Aim of the exercise: In the records below, locate the line containing "The component shall return one point per instance of the man's"; output that line and every following line through the last, exactly.

Supplied material:
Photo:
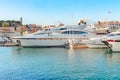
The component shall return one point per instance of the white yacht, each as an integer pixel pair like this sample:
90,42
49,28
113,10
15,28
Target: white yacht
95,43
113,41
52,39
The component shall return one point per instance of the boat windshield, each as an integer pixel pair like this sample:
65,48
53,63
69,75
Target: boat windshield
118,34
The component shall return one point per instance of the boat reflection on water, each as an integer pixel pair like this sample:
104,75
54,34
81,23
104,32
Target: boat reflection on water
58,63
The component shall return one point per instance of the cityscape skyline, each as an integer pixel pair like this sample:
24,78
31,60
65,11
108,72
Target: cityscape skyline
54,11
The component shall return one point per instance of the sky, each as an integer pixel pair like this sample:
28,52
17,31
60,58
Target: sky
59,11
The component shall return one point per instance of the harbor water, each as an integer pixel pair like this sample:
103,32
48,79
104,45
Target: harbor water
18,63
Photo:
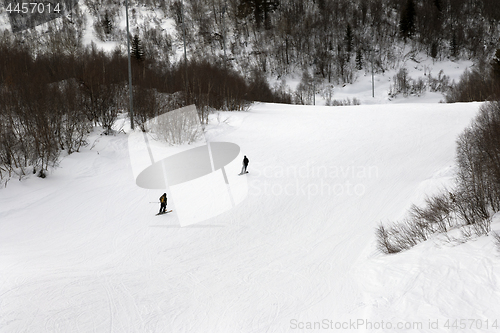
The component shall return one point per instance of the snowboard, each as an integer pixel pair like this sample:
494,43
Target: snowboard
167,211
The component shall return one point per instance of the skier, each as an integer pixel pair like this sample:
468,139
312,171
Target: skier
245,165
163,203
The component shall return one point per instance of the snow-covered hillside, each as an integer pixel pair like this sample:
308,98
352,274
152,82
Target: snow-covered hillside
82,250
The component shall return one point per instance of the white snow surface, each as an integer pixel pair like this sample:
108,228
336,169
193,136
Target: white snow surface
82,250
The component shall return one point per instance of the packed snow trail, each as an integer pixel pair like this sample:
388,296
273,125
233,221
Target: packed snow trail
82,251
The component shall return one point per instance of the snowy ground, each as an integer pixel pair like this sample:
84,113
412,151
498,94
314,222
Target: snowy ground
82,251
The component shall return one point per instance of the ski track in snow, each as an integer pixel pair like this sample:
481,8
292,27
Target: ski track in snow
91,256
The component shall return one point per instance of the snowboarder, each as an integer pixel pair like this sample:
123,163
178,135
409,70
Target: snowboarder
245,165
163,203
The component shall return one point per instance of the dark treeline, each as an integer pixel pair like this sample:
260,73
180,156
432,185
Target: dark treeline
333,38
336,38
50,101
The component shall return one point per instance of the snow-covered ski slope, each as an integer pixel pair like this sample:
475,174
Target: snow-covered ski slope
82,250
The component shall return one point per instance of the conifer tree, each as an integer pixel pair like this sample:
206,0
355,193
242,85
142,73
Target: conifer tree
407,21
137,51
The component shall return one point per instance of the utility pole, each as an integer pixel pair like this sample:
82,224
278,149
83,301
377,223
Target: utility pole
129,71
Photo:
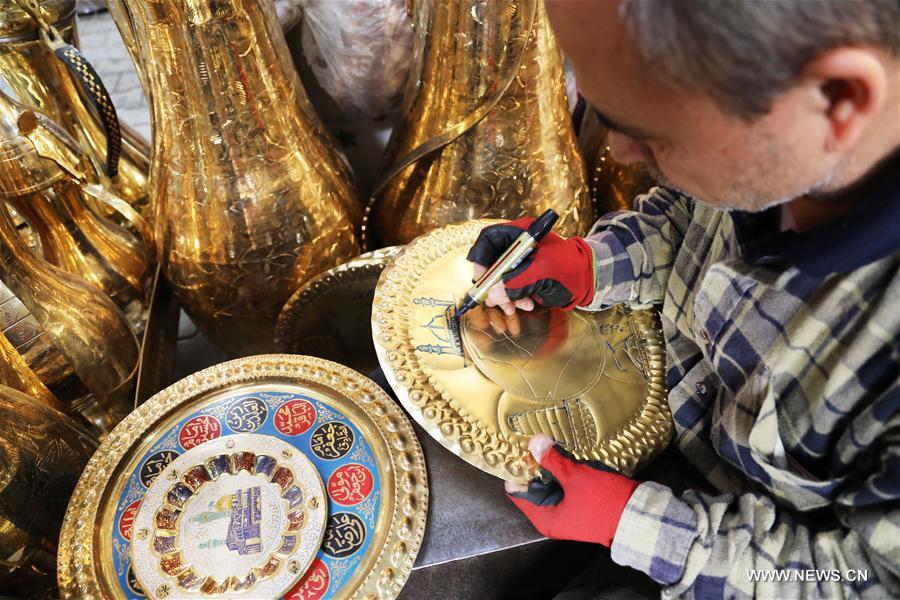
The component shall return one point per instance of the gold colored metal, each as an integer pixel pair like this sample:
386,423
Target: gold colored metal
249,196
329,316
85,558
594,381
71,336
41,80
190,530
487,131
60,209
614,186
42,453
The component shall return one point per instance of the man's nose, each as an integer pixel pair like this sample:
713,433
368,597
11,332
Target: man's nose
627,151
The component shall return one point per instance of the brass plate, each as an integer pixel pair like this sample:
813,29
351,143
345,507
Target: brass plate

Response to this exercise:
The component shall return one point per instance of the man's nose, each as an integer pixel pair like this sample:
713,433
368,597
11,332
Target: man's nose
627,151
The component shall return one point per instance of the brass plate, each as an integer pixel pair like this sample:
813,29
351,143
345,507
Target: brass plate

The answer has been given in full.